Life rafts can come to mean so many different things to different people. For me, my life rafts come from my Heavenly Father. He knows when I’m about to drown. It’s in these moments He gives me a life raft, in other words, He carries me through whatever is happening in my life at that time.
When Mari got sick and we started on our very long sixteen day journey that felt like the worst roller coast I’d ever been on, and I love roller coasters. It’s like I couldn’t wait for the terrible ride to end, only in this case when the ride did it crashed and my world changed in that moment.
In just over a month from now my precious little angel will have been gone for five years on July 16. I look back on that time when she first pasted and then the very long days and months that followed that first year. They felt like I was in this blackhole that was swallowing me up and I had no escape. I saw no light at then end of my tunnel. Just pure and utter darkness engulfed my body.
It’s interesting in that the same signs and symptoms of depression are very similar to those of grief. I was miserable. I cried all the time. I ached for my little girl and wanted her back so much. I couldn’t see one positive thing that could come out of losing my little girl.

> _EXCERPTED DATA_
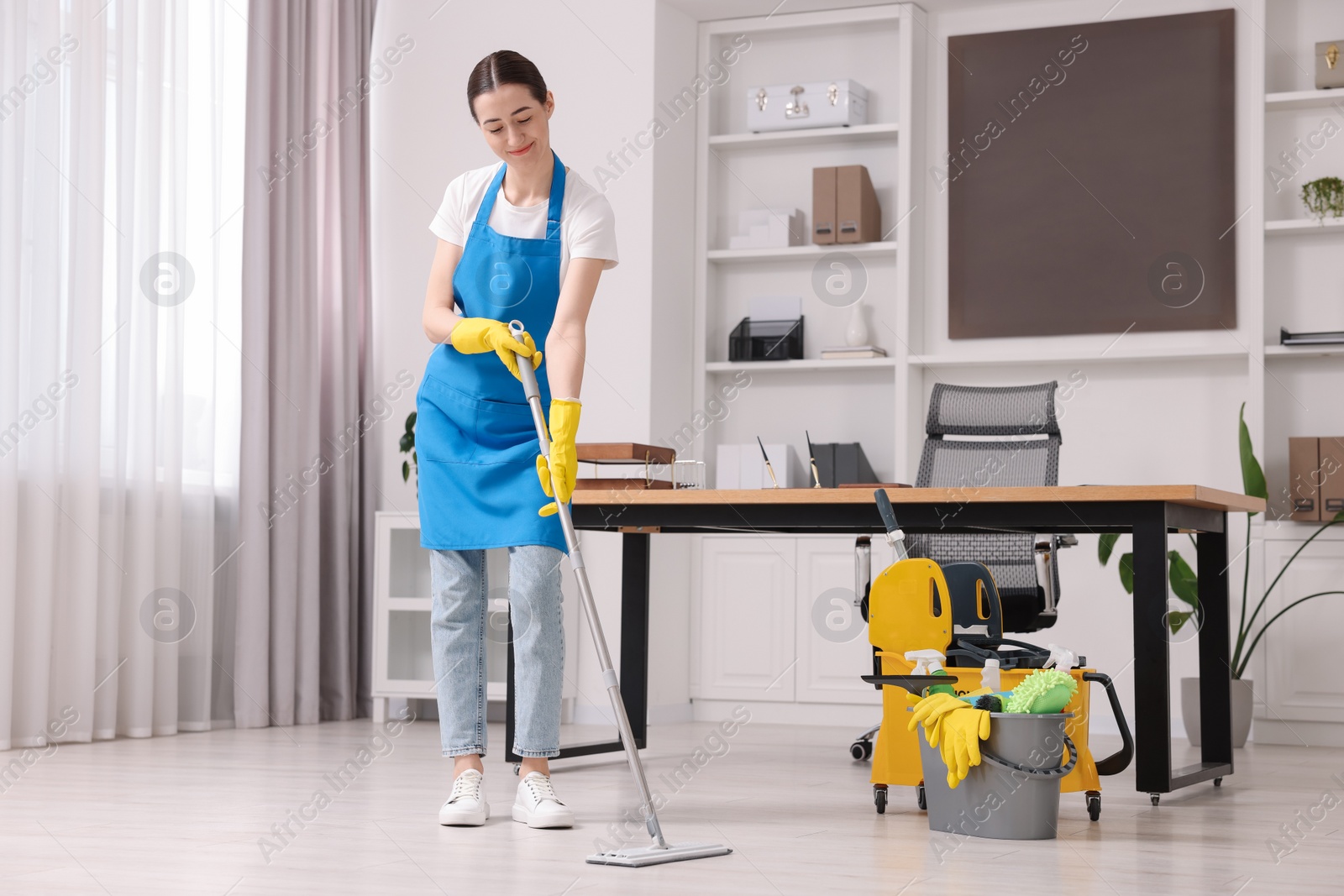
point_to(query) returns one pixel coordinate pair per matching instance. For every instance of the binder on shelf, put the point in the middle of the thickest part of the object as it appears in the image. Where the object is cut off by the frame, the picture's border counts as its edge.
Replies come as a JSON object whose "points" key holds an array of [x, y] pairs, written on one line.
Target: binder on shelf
{"points": [[726, 473], [858, 215], [1304, 468], [840, 352], [840, 464], [1332, 476], [824, 206], [826, 458], [1324, 338], [853, 464]]}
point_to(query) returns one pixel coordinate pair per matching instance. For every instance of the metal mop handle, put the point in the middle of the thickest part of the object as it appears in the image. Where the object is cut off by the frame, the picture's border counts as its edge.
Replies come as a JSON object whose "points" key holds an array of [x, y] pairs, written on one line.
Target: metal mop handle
{"points": [[613, 688]]}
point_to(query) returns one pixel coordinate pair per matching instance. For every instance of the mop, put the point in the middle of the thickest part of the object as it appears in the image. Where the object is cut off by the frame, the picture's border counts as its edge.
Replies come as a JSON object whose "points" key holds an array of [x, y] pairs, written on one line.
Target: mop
{"points": [[659, 851]]}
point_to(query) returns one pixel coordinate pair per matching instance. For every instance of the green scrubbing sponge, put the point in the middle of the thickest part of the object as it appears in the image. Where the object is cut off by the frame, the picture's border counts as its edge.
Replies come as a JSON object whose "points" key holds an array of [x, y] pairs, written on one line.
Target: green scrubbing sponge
{"points": [[1042, 691]]}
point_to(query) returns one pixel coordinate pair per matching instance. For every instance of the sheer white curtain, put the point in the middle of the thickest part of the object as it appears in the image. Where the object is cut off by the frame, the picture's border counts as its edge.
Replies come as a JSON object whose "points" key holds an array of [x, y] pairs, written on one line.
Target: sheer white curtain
{"points": [[121, 184]]}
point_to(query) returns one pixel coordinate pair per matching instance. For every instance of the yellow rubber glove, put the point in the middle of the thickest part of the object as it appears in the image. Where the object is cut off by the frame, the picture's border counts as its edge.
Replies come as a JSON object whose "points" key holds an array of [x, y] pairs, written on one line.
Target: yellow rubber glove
{"points": [[477, 335], [927, 712], [961, 732], [564, 461]]}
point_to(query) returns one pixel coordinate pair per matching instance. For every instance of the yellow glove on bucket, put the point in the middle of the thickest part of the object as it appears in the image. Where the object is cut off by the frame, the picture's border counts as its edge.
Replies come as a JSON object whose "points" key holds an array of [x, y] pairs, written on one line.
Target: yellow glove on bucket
{"points": [[961, 732], [564, 461], [929, 710], [479, 335]]}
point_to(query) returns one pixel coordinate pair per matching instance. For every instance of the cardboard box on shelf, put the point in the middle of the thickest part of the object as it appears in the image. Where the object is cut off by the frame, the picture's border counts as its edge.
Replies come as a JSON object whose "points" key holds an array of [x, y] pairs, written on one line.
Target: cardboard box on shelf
{"points": [[1304, 469]]}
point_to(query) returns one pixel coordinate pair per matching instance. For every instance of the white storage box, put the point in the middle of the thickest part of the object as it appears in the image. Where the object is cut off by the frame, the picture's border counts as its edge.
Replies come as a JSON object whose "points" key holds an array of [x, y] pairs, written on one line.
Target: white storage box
{"points": [[768, 228], [813, 103]]}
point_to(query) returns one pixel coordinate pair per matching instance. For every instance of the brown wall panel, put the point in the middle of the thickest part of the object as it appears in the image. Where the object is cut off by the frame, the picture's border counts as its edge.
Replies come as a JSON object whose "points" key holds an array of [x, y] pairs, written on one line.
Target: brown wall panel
{"points": [[1092, 181]]}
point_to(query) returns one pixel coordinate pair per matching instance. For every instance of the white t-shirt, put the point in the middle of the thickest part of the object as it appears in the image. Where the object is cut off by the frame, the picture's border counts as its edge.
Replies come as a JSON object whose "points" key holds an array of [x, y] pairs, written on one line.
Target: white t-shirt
{"points": [[588, 226]]}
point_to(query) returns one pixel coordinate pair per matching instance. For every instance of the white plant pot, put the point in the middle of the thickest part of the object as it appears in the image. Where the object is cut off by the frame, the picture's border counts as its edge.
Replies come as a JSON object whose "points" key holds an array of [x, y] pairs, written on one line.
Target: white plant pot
{"points": [[1243, 700]]}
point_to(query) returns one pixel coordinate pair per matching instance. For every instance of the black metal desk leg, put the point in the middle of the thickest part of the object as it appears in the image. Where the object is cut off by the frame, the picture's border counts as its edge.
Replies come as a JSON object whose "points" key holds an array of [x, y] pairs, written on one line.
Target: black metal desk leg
{"points": [[1152, 671], [1215, 712], [635, 631]]}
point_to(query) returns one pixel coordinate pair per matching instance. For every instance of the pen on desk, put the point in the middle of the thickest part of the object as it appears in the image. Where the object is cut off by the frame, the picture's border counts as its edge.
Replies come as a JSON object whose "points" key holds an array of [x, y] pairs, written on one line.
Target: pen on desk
{"points": [[812, 459], [768, 468]]}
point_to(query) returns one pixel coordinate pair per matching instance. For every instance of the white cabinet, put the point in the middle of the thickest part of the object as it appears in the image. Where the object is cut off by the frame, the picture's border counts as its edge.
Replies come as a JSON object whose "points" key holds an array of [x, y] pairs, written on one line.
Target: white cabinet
{"points": [[831, 636], [1301, 649], [761, 636], [746, 614]]}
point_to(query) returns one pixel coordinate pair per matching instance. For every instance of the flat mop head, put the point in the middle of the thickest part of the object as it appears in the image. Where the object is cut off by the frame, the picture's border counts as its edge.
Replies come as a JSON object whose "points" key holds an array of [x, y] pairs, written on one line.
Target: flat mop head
{"points": [[642, 856]]}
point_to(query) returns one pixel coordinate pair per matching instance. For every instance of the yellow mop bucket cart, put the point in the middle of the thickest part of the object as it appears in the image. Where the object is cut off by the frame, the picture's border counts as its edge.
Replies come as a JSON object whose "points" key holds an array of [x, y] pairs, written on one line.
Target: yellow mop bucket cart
{"points": [[916, 607]]}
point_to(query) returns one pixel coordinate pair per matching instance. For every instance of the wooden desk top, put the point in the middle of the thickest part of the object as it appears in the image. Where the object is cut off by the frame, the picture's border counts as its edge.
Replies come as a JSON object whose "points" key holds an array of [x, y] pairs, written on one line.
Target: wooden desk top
{"points": [[1196, 496]]}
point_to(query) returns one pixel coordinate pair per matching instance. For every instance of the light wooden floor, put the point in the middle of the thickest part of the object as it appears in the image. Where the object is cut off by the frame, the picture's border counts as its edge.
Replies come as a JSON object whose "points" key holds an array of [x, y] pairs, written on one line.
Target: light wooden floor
{"points": [[185, 815]]}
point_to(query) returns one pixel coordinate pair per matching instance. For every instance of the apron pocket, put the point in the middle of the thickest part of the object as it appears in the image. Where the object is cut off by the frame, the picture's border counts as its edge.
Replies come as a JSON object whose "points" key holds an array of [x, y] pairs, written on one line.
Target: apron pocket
{"points": [[504, 432], [444, 423]]}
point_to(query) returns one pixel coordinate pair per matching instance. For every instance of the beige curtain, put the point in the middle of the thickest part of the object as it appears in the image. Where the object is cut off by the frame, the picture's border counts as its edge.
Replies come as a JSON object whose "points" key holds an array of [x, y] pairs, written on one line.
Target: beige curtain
{"points": [[302, 634], [120, 244]]}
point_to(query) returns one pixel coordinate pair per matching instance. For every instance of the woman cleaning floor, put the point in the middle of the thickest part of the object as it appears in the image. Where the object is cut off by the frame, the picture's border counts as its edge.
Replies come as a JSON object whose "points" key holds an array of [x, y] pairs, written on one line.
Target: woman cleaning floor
{"points": [[526, 239]]}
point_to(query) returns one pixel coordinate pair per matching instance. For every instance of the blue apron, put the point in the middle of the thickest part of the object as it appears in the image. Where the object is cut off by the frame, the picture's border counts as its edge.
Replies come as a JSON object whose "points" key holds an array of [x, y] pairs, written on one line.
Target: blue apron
{"points": [[475, 438]]}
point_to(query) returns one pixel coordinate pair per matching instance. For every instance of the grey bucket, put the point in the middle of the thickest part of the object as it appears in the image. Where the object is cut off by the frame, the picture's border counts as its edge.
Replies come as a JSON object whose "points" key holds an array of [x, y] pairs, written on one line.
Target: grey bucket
{"points": [[1014, 793]]}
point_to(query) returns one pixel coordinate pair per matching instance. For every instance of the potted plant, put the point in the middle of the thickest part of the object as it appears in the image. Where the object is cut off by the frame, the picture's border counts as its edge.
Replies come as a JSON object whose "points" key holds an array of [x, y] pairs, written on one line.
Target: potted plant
{"points": [[1184, 586], [1324, 195], [407, 446]]}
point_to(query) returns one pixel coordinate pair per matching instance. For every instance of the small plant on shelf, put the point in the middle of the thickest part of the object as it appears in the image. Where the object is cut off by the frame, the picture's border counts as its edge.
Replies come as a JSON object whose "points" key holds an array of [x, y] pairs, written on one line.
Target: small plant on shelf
{"points": [[1324, 195], [407, 446]]}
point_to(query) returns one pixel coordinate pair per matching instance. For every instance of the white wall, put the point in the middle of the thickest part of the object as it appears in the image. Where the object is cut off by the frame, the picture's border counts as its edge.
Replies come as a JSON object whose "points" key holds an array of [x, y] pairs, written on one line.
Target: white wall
{"points": [[605, 63]]}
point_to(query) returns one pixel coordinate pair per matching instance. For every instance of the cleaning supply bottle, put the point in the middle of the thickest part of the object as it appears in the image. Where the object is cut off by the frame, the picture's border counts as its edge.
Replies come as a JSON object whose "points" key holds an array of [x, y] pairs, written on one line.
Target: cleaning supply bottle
{"points": [[990, 674], [929, 663], [1061, 658]]}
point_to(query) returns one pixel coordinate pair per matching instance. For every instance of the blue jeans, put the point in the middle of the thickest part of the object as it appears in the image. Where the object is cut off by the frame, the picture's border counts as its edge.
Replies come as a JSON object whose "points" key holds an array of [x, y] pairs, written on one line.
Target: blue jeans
{"points": [[457, 634]]}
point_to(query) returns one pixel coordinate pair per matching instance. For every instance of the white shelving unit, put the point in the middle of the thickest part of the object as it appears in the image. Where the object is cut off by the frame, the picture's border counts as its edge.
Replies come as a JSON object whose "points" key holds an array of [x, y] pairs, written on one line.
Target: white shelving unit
{"points": [[1304, 226], [1300, 385], [880, 47], [810, 253], [882, 130], [1287, 100], [777, 580], [403, 664]]}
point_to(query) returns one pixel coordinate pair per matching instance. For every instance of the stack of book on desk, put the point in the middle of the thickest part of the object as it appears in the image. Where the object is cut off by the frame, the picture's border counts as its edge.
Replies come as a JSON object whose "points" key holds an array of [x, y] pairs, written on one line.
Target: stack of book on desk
{"points": [[649, 461]]}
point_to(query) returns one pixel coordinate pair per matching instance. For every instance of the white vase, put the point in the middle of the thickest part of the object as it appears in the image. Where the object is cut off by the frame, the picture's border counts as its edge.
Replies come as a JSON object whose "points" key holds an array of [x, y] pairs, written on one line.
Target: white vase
{"points": [[1243, 700], [857, 331]]}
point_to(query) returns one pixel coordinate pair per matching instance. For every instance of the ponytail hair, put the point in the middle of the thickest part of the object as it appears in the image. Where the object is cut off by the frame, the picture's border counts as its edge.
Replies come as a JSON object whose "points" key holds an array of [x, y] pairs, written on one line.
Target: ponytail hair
{"points": [[503, 67]]}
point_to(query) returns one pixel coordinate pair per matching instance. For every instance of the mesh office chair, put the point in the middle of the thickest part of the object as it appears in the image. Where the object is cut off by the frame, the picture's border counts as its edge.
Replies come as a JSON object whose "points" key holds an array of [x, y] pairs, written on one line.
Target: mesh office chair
{"points": [[1025, 452]]}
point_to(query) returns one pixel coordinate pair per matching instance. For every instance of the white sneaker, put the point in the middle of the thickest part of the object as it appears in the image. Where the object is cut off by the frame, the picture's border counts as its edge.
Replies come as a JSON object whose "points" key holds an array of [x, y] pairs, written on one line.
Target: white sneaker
{"points": [[467, 805], [538, 806]]}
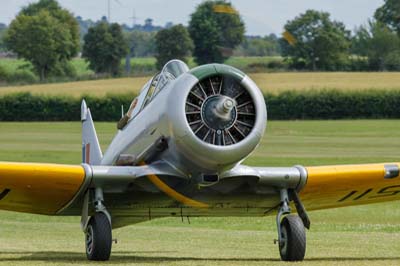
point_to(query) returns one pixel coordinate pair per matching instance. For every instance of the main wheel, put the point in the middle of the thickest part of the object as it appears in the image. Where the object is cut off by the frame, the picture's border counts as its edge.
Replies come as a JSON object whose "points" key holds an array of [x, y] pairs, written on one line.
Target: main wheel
{"points": [[98, 238], [293, 235]]}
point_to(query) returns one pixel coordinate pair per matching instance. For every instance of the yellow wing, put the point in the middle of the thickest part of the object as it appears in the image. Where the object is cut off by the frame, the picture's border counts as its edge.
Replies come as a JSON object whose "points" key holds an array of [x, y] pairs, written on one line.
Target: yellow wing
{"points": [[346, 185], [38, 188]]}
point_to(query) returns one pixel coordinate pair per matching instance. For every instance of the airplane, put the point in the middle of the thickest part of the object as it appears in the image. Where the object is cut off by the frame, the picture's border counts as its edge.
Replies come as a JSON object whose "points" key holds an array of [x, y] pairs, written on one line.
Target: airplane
{"points": [[178, 152]]}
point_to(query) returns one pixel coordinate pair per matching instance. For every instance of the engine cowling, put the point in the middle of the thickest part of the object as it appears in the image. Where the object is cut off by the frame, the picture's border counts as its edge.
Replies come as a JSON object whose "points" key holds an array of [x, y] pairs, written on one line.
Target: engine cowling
{"points": [[219, 117]]}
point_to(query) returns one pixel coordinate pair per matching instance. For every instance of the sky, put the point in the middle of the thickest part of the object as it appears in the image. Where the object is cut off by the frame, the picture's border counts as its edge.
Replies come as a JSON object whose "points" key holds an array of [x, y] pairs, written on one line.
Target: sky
{"points": [[261, 17]]}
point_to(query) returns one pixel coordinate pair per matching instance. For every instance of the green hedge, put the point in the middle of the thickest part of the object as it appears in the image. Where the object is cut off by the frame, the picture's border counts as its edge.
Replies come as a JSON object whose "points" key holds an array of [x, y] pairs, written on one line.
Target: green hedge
{"points": [[333, 104], [28, 107], [326, 104]]}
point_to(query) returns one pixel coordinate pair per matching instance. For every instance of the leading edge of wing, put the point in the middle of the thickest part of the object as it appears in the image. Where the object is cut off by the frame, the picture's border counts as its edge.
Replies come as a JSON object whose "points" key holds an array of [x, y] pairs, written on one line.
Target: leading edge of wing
{"points": [[347, 185], [51, 188], [37, 187]]}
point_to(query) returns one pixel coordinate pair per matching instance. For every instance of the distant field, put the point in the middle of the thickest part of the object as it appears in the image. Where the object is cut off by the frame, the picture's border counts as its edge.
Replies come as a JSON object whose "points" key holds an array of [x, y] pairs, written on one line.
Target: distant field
{"points": [[366, 235], [268, 82]]}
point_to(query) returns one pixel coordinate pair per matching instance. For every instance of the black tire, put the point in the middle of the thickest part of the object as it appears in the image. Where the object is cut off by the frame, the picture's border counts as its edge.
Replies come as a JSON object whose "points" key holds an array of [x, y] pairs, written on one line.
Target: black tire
{"points": [[293, 235], [98, 238]]}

> _LIST OF TASKS_
1) In the final paragraph of the grief text, list each way the writer says they felt or acted, starting with "I was miserable."
2) Write the next paragraph of the text on grief and life rafts, following on from its last sentence.
The lines are not needed for anything here.

> _RESPONSES PER TASK_
1)
- Was miserable
- Cried all the time
- Ached for their little girl and wanted her back so much
- Couldn't see one positive thing that could come out of losing their little girl

2)
What I didn’t know then that I know now is that my heart and my mind just needed the time to grieve and become more clear about the tragedy we went through. It wasn’t until about three and half years after that I really understood the beauty and blessings God had bestowed in my life. He gave me the gift of writing. It’s in this gift that the words I write touch others.
I floated in my life raft for a very long time until I came to a point I was able to walk on shore again and realize that I’m okay. I’m able to write about my beautiful daughter which helps her memory to continue on. I’m able to understand that even in the greatest of tragedies God is still there. No, we may not be happy with God’s decision but then we can’t see the greater, bigger plan He has in store. All I know is that through Mari’s life she was able to touch so many and then through my writing she is still doing this. For me, this is one of the most beautiful things that has happened in my life. I will forever be thankful and grateful for this gift.